[START OF READING PASSAGE]
Saturday, October 28, 2006

C Add-Ins in Excel: Performance Comparison with VBA


As Excel is also applied in order to solve industry level business problems, and as therein the speed will be of the essence, the choice of programming in VBA could become unfeasible. In such cases critical parts can be developed in C, which is the topic of this post.

It is curious to note that while other language choices in Microsoft Visual Studio are well documented, writing an Xll in C – that is, registering it, exchanging data via XLOPER structure and running C API – is much more of an uncharted water.

There still exists some vital material: for instance a thorough book “Excel add-in development in C/C++, Applications in Finance” by Steve Dalton. On the net an example of a guide would be interpolation add-in by JChampion, which also goes over the basic concepts, and might be a better read, than Microsoft’s own material on the net.
[END OF READING PASSAGE]
[START OF STORED DATA]
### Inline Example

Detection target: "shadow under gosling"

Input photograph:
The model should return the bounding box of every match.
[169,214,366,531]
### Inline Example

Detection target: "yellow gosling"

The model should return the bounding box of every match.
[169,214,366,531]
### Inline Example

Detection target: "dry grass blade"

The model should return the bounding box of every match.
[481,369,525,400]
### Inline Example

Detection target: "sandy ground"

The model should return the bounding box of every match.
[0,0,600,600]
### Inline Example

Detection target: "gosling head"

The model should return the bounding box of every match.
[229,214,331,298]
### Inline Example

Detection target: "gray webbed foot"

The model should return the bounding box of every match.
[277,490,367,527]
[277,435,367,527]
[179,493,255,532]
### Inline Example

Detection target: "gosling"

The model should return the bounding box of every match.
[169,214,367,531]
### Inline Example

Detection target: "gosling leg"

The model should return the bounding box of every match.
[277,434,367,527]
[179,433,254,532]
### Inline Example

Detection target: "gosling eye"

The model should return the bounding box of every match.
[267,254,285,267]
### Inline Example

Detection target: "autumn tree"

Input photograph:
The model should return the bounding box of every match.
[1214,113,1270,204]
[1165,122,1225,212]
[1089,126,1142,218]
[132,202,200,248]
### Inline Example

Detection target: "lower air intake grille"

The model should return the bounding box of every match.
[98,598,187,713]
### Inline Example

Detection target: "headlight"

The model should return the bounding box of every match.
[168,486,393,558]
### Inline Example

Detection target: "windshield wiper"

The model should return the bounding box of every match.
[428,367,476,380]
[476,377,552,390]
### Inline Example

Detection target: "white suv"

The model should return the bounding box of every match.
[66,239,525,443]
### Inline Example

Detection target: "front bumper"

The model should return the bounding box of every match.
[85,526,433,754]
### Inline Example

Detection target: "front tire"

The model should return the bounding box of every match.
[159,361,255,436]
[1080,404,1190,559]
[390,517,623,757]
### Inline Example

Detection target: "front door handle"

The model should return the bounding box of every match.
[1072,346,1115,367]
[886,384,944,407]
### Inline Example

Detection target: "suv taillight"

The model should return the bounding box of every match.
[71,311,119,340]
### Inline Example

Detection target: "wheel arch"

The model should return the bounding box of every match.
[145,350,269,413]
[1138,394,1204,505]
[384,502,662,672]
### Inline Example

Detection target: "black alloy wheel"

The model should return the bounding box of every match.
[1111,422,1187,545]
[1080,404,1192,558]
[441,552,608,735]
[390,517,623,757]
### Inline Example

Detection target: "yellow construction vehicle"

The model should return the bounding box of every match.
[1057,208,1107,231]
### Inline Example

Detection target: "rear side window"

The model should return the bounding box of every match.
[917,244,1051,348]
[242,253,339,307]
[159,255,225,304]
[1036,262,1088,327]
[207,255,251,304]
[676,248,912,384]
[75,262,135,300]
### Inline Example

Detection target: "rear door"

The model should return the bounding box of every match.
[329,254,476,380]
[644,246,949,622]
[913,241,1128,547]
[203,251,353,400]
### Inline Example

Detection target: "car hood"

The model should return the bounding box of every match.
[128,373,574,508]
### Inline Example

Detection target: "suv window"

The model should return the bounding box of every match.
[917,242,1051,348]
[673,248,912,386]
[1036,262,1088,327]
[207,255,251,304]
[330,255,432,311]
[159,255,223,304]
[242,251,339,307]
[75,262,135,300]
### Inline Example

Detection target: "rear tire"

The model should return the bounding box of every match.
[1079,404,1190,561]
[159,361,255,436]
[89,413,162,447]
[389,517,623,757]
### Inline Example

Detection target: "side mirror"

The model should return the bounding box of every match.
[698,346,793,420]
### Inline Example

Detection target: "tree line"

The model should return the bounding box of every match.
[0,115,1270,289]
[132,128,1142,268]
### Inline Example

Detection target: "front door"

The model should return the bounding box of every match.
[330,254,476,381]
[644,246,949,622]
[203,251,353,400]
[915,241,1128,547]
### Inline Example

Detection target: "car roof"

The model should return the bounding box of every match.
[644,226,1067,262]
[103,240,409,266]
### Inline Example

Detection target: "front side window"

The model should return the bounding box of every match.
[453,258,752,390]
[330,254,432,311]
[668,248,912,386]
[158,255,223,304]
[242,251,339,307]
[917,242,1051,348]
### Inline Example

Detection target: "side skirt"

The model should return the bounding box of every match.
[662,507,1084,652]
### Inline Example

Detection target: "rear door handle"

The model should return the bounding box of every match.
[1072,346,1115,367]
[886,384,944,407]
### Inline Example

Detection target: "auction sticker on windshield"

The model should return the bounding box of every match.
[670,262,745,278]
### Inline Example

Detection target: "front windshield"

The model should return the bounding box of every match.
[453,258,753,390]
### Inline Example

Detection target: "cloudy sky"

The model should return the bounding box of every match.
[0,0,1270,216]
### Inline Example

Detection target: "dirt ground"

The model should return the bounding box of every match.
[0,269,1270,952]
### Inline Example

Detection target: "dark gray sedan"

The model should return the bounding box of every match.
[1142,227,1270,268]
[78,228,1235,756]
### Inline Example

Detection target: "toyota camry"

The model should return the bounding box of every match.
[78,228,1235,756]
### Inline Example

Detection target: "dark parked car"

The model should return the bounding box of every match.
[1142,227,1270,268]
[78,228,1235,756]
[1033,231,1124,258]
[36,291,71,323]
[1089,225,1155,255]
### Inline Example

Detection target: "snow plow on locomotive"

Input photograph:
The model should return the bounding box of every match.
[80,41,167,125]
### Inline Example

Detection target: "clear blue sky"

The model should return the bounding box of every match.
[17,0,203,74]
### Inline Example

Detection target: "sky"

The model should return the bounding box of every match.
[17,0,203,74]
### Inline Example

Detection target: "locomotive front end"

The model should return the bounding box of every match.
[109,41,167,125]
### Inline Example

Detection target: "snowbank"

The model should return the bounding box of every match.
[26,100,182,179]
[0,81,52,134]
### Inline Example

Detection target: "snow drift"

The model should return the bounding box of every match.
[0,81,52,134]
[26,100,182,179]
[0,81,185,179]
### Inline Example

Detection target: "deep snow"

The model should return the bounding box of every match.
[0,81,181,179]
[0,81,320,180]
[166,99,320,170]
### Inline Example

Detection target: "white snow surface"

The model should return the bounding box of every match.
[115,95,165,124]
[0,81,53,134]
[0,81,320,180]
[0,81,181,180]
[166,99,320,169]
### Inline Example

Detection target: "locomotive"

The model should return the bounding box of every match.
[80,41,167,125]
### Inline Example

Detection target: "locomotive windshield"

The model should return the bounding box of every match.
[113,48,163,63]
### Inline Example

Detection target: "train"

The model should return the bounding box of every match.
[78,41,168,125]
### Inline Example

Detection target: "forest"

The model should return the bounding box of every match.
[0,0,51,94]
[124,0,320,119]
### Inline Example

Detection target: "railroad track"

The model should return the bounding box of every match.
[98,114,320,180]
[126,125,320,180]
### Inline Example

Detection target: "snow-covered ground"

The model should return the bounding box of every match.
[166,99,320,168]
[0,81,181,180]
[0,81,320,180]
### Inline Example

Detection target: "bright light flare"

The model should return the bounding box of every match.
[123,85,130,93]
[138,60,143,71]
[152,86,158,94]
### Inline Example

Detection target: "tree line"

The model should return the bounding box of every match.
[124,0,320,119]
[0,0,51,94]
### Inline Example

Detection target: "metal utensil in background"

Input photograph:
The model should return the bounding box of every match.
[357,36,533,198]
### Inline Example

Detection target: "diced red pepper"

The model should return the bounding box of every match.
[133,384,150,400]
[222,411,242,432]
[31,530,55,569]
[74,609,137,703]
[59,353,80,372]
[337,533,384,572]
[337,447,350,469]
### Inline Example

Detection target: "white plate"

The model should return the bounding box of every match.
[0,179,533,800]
[END OF STORED DATA]
→ EXERCISES
(a) How would you put this sentence from the Excel C add-ins post into Spanish: "In such cases critical parts can be developed in C, which is the topic of this post."?
(b) Could you retype the Excel C add-ins post from "It is curious" up to and including "on the net."?
(c) Can you write what comes next in the Excel C add-ins post, picking up right after its last sentence?
The records play no part in this.

→ ANSWERS GIVEN
(a) En tales casos, las partes críticas pueden desarrollarse en C, que es el tema de esta entrada.

(b)
It is curious to note that while other language choices in Microsoft Visual Studio are well documented, writing an Xll in C – that is, registering it, exchanging data via XLOPER structure and running C API – is much more of an uncharted water.

There still exists some vital material: for instance a thorough book “Excel add-in development in C/C++, Applications in Finance” by Steve Dalton. On the net an example of a guide would be interpolation add-in by JChampion, which also goes over the basic concepts, and might be a better read, than Microsoft’s own material on the net.

(c)
The example is as follows. The idea was to test C at its best: to have it make 137 000 000 comparisons of text based on Excel data. (Text comparisons should have the biggest superiority of performance in C, because of how it handles the data type).
The data (which is interesting on its own!) comes from perhaps the biggest publicly available database of owners in Estonia –
the daily list of the owners of the stock of company Tallink, consisting of records on about 16000 entities. The add-in works as follows – it is an array formula that compares two snapshots of data and writes out stock owners, who are present in both periods. No optimization of the algorithm is done – just a plain one by one comparison.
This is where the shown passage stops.